(Lines of data)
[start]

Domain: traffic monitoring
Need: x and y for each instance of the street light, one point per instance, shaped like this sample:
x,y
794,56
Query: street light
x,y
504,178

[end]
[start]

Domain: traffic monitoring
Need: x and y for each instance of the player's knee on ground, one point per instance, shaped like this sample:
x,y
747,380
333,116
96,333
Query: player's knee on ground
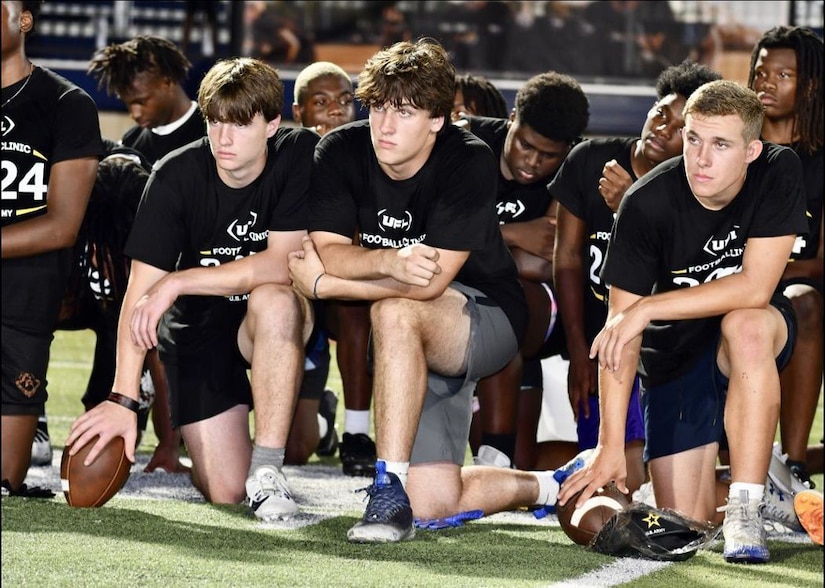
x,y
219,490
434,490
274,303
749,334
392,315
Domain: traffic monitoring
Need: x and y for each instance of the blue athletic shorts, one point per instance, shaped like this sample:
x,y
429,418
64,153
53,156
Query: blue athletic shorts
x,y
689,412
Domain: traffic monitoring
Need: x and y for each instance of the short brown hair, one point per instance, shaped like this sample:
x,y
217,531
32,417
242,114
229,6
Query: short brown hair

[end]
[start]

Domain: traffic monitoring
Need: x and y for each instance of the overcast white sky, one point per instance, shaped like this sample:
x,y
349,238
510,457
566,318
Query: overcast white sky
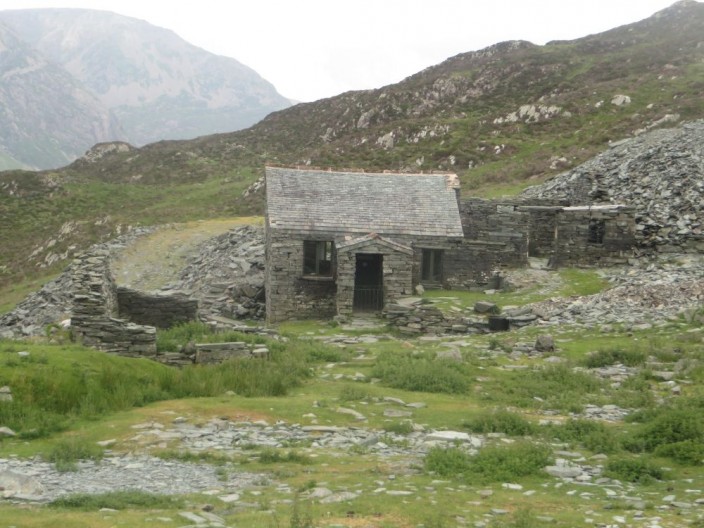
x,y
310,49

[end]

STATED EXERCISE —
Select every line in the records that contains the word "sample", and copy each one out.

RESULT FOR THIS EXERCISE —
Need: x and y for each instance of the street light, one point per instance, shaped like this sample:
Need: x and y for each instance of the player's knee on ground, one point per instance, shaped like this sample:
Need: x and y for each instance of the blue athletic shorts, one point per instance, shaped like this sample:
Need: x and y for each instance of the short brown hair, one point per instance, shaped like this sample:
Need: x and y for each instance of the overcast white sky, one point per instance, shaped like this sample:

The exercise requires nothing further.